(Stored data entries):
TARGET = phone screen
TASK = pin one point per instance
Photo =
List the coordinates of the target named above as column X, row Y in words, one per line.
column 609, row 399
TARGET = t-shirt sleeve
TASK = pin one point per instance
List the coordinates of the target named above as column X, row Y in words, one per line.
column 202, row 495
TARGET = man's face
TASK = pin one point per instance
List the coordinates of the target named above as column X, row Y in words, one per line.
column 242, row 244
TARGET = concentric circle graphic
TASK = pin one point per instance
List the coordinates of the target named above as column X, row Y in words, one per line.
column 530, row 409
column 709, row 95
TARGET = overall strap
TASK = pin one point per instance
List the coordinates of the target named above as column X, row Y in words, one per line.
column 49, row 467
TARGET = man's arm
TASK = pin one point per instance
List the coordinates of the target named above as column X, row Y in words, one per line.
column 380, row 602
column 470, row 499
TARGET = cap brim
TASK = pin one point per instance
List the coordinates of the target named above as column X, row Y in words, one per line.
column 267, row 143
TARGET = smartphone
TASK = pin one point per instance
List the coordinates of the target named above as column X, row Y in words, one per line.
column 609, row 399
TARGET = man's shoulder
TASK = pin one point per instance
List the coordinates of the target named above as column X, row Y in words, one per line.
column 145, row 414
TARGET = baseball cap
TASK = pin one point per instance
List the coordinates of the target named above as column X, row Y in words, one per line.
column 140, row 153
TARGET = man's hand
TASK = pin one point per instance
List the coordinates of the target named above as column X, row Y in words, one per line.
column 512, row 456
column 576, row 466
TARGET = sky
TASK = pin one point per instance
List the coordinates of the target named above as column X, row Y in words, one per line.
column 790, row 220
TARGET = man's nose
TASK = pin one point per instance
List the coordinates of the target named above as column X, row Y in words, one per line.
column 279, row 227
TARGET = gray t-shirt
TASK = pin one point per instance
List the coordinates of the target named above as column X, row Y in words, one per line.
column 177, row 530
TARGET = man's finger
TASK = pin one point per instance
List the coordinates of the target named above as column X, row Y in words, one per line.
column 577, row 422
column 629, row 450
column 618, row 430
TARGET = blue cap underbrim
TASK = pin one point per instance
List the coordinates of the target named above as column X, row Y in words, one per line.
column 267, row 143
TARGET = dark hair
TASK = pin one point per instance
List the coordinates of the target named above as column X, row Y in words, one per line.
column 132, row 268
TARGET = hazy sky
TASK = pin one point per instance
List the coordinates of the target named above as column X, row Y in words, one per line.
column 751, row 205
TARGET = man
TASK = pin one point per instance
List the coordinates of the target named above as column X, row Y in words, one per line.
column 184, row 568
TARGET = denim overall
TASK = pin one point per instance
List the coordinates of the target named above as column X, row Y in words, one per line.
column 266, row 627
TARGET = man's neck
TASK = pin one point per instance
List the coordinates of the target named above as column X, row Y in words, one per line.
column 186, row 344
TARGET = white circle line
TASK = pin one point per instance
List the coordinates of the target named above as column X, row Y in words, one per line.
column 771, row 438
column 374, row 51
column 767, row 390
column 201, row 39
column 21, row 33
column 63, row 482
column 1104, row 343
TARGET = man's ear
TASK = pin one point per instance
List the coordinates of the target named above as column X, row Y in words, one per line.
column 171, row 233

(Exercise requirements):
Scan the records for the word "overall", and copy each line where it is found.

(Your solution):
TARGET = overall strap
TARGET = denim overall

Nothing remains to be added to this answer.